▸ **SET EXERCISE 1**:
Rewrite the dataset rows below with "thin stick" changed to "twig" and everything else left as is. Leave the pictures out of your answer.

▸ **QUOTED PASSAGE**:
- - - - - - -
# Recommendations for my Game Idea article



## Daniel_BMS (Aug 14, 2017)

I have a game idea: The Art Of Martial  Among the suggested martial arts styles can anybody give me recommendations for who should be the motion capture actors for some of the styles?  I am especially interested in ninjitsu, operatic kung fu, jeet kune do, pencak silat, hip-hop hapkido, warrior wing chun, kick boxing, capoeira, kalaripayattu, and self taught martial arts.


----------



## Midnight-shadow (Aug 15, 2017)

So, the problem you might have with this (aside from finding mocap actors) is that you will find it very hard to keep the styles realistic and exciting to play. Things like Boxing, Karate, Wing Chun, etc are very hard to look and feel exciting while still keeping the actions true to the style. At the end of the day if you want the gameplay to be balanced and fun, you are going to have to sacrifice realism to get it.


----------



## Steve (Aug 15, 2017)

Err....  Hip hop hapkido?  Operatic kung fu?   I'm pretty sure realism is already out the door.


----------



## Daniel_BMS (Aug 17, 2017)

Indeed.  The motion capture actors will all have to agree to make their martial arts styles dynamic, accessible, and unique.  I'm getting several ideas right now for motion capture actors.  Feel free to suggest any.


----------



## drop bear (Aug 17, 2017)

lateef crowder is probably mr capoeira. In an acting sense.


----------



## drop bear (Aug 18, 2017)

for muay thai or kick boxing saenchai.


----------



## Daniel_BMS (Aug 19, 2017)

Re-linked Lateef Crowder and added Saenchai


----------



## FighterTwister (Sep 7, 2017)

*Filopino Martial Arts*







*Aiki-Jiu-Jitsu*







You already mentioned JKD/Wing Chun you are asking allot if you are talking realism, please tell me you are from EA GAMES / UFC game development group

Otherwise I don't really like your chances of success to have a complete realistic martial art sim / strategy video game and I hope its for PC.

Well I would really like to see those in a game let us know more about this.


----------



## Martial D (Sep 7, 2017)

Steve said:


> Err....  Hip hop hapkido?  Operatic kung fu?   I'm pretty sure realism is already out the door.


What do you mean? I trained in warrior wing chun for years. Now I stick to mega Mui Thai and Krazy karate.


----------
- - - - - - -
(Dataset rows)
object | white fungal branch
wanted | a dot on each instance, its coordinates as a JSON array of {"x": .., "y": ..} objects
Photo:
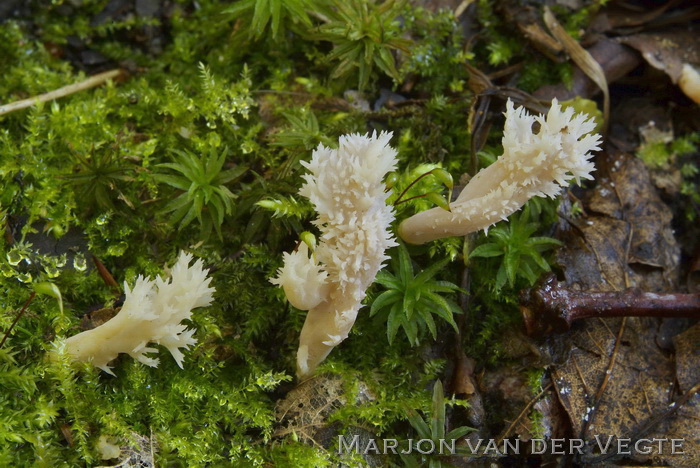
[
  {"x": 346, "y": 188},
  {"x": 152, "y": 313},
  {"x": 532, "y": 164}
]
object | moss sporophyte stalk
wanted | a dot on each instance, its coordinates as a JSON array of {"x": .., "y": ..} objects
[{"x": 163, "y": 162}]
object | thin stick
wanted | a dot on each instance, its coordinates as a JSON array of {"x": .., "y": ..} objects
[
  {"x": 523, "y": 413},
  {"x": 19, "y": 316},
  {"x": 61, "y": 92}
]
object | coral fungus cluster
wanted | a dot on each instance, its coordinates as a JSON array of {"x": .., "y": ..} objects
[
  {"x": 152, "y": 313},
  {"x": 532, "y": 164}
]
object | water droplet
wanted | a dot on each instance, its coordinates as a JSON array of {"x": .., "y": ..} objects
[
  {"x": 60, "y": 262},
  {"x": 52, "y": 271},
  {"x": 103, "y": 219},
  {"x": 25, "y": 277},
  {"x": 246, "y": 148},
  {"x": 79, "y": 262},
  {"x": 14, "y": 257}
]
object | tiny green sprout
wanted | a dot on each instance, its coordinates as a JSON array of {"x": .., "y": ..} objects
- - - - - - -
▸ **SET EXERCISE 2**:
Answer these questions about the forum thread above:
(a) On what date did Daniel_BMS start the thread?
(b) Whom does drop bear name for capoeira?
(c) Whom does drop bear name for muay thai or kick boxing?

▸ **EXERCISE OUTPUT 1**:
object | white fungal branch
wanted | a dot on each instance, its coordinates as a JSON array of {"x": .., "y": ..} objects
Photo:
[
  {"x": 346, "y": 188},
  {"x": 152, "y": 313},
  {"x": 532, "y": 164}
]
object | moss sporophyte stalk
wanted | a dot on each instance, its coordinates as a JSON array of {"x": .., "y": ..} objects
[{"x": 163, "y": 162}]
object | twig
wanted | a dot on each instance, its coordinates as a JSON array of {"x": .., "y": ..} objects
[
  {"x": 523, "y": 413},
  {"x": 19, "y": 316},
  {"x": 61, "y": 92}
]
object | coral fungus cluster
wanted | a dot on each instance, its coordinates as a JSON array of {"x": .., "y": ..} objects
[
  {"x": 152, "y": 313},
  {"x": 532, "y": 164}
]
object | water droplet
wanted | a dot on each instance, its coordinates as a JSON array of {"x": .., "y": ..} objects
[
  {"x": 60, "y": 262},
  {"x": 52, "y": 271},
  {"x": 103, "y": 219},
  {"x": 25, "y": 277},
  {"x": 246, "y": 148},
  {"x": 79, "y": 262},
  {"x": 14, "y": 257}
]
object | tiny green sprout
wanted | a dot on each instance, its coordinates as a JSON array of {"x": .., "y": ..} objects

▸ **EXERCISE OUTPUT 2**:
(a) Aug 14, 2017
(b) Lateef Crowder
(c) Saenchai